====== DATA FOR ANALYSIS

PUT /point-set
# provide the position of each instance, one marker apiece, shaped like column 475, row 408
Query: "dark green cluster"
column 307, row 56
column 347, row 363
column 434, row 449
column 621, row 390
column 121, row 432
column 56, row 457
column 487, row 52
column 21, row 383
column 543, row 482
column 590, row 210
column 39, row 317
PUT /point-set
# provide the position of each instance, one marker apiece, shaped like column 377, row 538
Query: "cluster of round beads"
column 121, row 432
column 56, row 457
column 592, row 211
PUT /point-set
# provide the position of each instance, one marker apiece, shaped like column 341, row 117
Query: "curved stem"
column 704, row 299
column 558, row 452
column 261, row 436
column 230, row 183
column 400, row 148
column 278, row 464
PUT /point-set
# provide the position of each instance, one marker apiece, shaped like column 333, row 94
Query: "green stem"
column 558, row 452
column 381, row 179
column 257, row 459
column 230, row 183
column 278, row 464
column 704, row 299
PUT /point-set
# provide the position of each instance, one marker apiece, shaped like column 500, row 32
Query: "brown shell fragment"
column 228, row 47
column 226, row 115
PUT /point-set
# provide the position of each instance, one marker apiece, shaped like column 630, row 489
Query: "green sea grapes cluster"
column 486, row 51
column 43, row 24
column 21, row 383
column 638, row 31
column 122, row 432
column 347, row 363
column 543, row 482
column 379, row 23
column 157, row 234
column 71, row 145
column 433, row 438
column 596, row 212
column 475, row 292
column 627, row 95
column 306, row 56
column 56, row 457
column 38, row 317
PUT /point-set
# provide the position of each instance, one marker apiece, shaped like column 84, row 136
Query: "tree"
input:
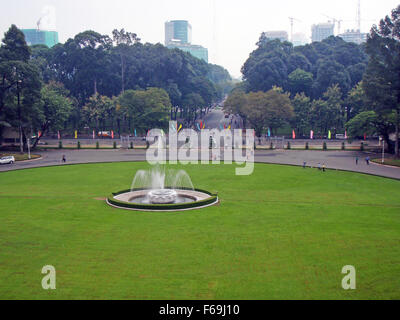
column 302, row 109
column 123, row 39
column 381, row 81
column 300, row 81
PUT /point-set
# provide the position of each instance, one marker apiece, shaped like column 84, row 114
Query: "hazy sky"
column 228, row 28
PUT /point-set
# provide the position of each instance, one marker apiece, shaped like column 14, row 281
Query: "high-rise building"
column 35, row 36
column 281, row 35
column 178, row 30
column 299, row 39
column 322, row 31
column 354, row 36
column 178, row 34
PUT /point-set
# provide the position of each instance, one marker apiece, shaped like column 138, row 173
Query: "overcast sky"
column 228, row 28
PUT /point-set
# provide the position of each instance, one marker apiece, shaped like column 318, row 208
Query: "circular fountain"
column 159, row 189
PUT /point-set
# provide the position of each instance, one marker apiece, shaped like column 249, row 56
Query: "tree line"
column 100, row 82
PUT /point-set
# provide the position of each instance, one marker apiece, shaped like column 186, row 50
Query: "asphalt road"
column 343, row 160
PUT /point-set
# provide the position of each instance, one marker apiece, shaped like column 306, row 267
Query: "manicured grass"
column 281, row 233
column 19, row 156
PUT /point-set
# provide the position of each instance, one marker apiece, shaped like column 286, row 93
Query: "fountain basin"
column 162, row 200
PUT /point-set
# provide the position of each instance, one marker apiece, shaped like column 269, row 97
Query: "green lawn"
column 281, row 233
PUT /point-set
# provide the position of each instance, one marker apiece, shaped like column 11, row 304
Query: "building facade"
column 178, row 34
column 35, row 36
column 281, row 35
column 354, row 36
column 322, row 31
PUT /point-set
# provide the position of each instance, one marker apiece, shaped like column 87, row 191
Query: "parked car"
column 7, row 160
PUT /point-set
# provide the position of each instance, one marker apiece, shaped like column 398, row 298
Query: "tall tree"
column 381, row 80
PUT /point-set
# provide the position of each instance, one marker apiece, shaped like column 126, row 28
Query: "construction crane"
column 292, row 25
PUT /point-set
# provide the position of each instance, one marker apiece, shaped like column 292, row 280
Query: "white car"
column 7, row 160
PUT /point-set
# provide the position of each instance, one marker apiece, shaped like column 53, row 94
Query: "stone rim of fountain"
column 201, row 199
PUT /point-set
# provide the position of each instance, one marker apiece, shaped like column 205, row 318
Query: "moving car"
column 7, row 160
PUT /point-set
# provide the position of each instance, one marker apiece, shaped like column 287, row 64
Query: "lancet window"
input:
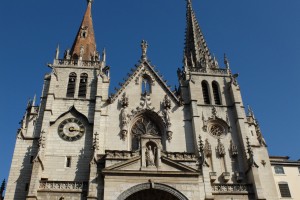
column 216, row 93
column 71, row 85
column 144, row 126
column 83, row 85
column 205, row 92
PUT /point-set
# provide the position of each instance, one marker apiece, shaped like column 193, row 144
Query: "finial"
column 226, row 62
column 34, row 99
column 90, row 1
column 144, row 46
column 57, row 52
column 104, row 55
column 2, row 188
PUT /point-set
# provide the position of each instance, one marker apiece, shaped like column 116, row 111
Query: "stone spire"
column 84, row 46
column 196, row 52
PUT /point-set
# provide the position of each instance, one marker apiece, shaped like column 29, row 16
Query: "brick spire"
column 196, row 52
column 84, row 46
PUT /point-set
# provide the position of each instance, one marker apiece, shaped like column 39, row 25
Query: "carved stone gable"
column 145, row 126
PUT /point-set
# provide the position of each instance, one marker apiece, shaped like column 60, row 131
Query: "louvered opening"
column 71, row 85
column 216, row 93
column 284, row 190
column 82, row 86
column 205, row 92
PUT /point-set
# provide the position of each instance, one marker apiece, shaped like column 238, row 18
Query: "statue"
column 124, row 117
column 81, row 51
column 67, row 54
column 150, row 158
column 221, row 149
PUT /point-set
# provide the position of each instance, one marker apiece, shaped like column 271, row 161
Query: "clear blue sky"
column 260, row 37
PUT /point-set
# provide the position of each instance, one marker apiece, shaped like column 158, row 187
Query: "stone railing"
column 113, row 154
column 232, row 188
column 211, row 71
column 85, row 63
column 63, row 186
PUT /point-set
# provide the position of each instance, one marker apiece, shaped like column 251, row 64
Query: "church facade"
column 145, row 141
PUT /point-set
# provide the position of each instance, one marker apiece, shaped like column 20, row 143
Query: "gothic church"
column 145, row 141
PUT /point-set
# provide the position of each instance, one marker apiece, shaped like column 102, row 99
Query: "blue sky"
column 260, row 38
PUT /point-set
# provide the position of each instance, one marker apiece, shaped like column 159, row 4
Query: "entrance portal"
column 151, row 191
column 152, row 194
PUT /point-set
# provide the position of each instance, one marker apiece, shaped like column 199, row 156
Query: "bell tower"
column 229, row 151
column 59, row 137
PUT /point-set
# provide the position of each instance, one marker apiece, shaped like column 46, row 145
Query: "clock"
column 71, row 129
column 216, row 130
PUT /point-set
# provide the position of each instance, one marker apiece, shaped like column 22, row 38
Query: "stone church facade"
column 145, row 141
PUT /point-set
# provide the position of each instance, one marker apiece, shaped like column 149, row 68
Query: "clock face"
column 71, row 129
column 217, row 130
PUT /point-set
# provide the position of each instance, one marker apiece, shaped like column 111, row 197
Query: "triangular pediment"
column 145, row 68
column 167, row 167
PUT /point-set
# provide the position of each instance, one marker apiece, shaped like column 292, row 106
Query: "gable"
column 142, row 70
column 167, row 166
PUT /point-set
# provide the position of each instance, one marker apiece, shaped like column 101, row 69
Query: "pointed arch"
column 73, row 111
column 147, row 123
column 146, row 84
column 71, row 84
column 83, row 85
column 205, row 92
column 216, row 93
column 172, row 193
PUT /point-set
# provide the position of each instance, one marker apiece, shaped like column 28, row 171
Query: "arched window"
column 284, row 189
column 205, row 92
column 216, row 93
column 82, row 85
column 146, row 85
column 71, row 85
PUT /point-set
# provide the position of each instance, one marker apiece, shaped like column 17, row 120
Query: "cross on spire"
column 85, row 39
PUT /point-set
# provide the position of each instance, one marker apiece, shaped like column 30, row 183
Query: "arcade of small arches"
column 206, row 93
column 151, row 191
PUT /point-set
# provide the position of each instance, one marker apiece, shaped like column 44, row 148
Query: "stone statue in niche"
column 67, row 54
column 124, row 116
column 220, row 149
column 260, row 138
column 207, row 148
column 166, row 115
column 81, row 51
column 150, row 155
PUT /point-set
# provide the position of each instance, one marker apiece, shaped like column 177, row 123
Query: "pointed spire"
column 144, row 46
column 57, row 52
column 226, row 62
column 34, row 99
column 84, row 46
column 196, row 50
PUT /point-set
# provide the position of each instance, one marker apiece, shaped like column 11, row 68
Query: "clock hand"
column 72, row 129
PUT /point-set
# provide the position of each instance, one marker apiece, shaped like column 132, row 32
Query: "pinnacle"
column 84, row 46
column 196, row 50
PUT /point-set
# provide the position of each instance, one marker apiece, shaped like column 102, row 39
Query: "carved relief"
column 145, row 126
column 42, row 140
column 150, row 155
column 220, row 149
column 207, row 149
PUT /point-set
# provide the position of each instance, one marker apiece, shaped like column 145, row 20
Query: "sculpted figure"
column 150, row 158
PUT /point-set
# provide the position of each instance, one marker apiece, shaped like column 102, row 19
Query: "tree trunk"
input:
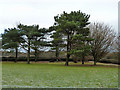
column 68, row 49
column 57, row 53
column 95, row 61
column 67, row 60
column 83, row 59
column 16, row 54
column 35, row 55
column 28, row 57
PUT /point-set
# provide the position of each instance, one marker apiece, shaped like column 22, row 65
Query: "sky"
column 42, row 12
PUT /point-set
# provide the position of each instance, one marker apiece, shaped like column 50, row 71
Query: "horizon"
column 40, row 12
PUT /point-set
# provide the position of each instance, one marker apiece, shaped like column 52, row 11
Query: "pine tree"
column 11, row 40
column 70, row 25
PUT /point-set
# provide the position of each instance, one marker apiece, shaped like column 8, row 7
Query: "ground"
column 48, row 75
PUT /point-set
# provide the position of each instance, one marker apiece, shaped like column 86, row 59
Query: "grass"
column 48, row 75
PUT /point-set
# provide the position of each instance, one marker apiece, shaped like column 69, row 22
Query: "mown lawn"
column 48, row 75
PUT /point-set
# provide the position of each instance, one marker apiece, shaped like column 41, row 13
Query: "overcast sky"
column 42, row 12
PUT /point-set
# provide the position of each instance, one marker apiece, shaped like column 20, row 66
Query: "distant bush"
column 114, row 61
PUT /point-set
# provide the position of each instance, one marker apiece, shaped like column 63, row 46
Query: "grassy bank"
column 46, row 75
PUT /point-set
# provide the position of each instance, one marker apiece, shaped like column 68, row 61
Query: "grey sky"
column 42, row 12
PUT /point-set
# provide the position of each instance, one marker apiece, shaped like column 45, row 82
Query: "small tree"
column 103, row 36
column 11, row 40
column 69, row 24
column 56, row 44
column 81, row 47
column 27, row 34
column 38, row 40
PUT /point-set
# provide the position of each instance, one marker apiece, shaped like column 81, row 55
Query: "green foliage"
column 73, row 27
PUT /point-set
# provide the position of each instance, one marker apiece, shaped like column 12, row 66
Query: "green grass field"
column 48, row 75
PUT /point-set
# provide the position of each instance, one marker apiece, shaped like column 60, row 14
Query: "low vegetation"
column 48, row 75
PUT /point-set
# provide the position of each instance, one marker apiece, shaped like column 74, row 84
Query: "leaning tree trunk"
column 57, row 53
column 28, row 57
column 16, row 55
column 83, row 59
column 95, row 60
column 36, row 55
column 68, row 49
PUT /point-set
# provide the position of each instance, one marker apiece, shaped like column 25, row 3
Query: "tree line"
column 71, row 32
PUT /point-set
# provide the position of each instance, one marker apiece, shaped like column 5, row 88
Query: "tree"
column 27, row 34
column 81, row 46
column 11, row 40
column 56, row 43
column 69, row 25
column 103, row 36
column 38, row 40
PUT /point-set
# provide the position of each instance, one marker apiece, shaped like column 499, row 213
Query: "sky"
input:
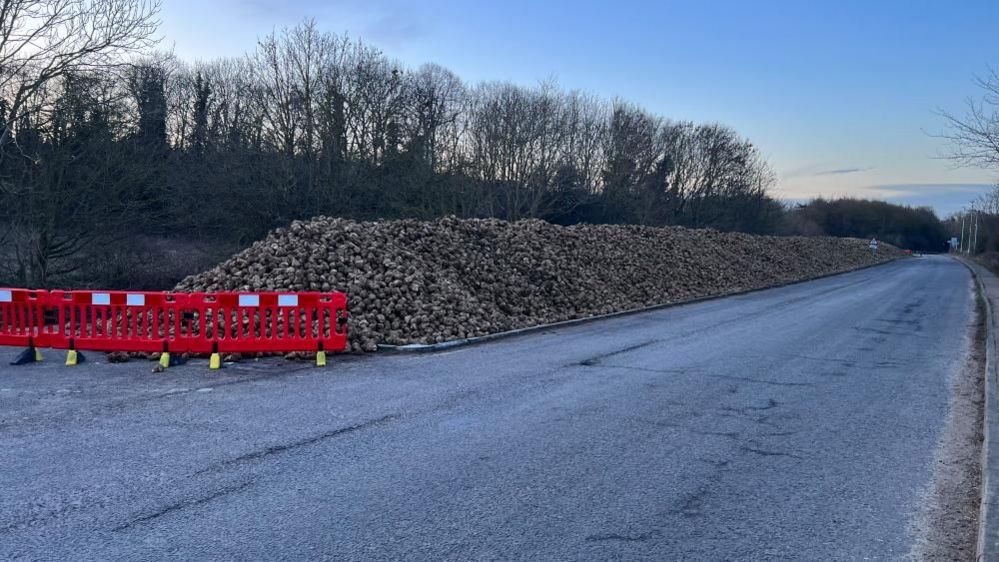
column 841, row 97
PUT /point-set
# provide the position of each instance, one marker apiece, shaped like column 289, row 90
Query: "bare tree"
column 44, row 40
column 974, row 136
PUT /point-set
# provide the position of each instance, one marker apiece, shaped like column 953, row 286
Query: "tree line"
column 105, row 140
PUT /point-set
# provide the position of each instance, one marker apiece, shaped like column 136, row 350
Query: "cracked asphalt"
column 797, row 422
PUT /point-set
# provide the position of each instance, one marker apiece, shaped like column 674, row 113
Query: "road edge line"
column 985, row 550
column 415, row 348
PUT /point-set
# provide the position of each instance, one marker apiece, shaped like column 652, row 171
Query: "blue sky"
column 840, row 96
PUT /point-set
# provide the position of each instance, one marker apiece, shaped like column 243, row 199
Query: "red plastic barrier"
column 22, row 320
column 175, row 322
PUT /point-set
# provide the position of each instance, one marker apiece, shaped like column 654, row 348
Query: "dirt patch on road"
column 947, row 526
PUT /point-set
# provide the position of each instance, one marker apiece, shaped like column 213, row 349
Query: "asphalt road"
column 792, row 423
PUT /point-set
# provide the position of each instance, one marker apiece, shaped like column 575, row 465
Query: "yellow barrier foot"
column 74, row 357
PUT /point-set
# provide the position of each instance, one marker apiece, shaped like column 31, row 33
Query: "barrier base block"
column 74, row 357
column 29, row 355
column 169, row 360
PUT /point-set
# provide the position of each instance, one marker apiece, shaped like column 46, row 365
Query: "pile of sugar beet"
column 412, row 281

============

• **GOAL OF THE EXERCISE**
Start at the first line of the data above. Stop after the line containing "475, row 408", reproducing each line exactly and adding nothing.

• **TASK ANSWER**
PUT /point-set
# provide the position of each instance, one marker apiece, shaped like column 475, row 408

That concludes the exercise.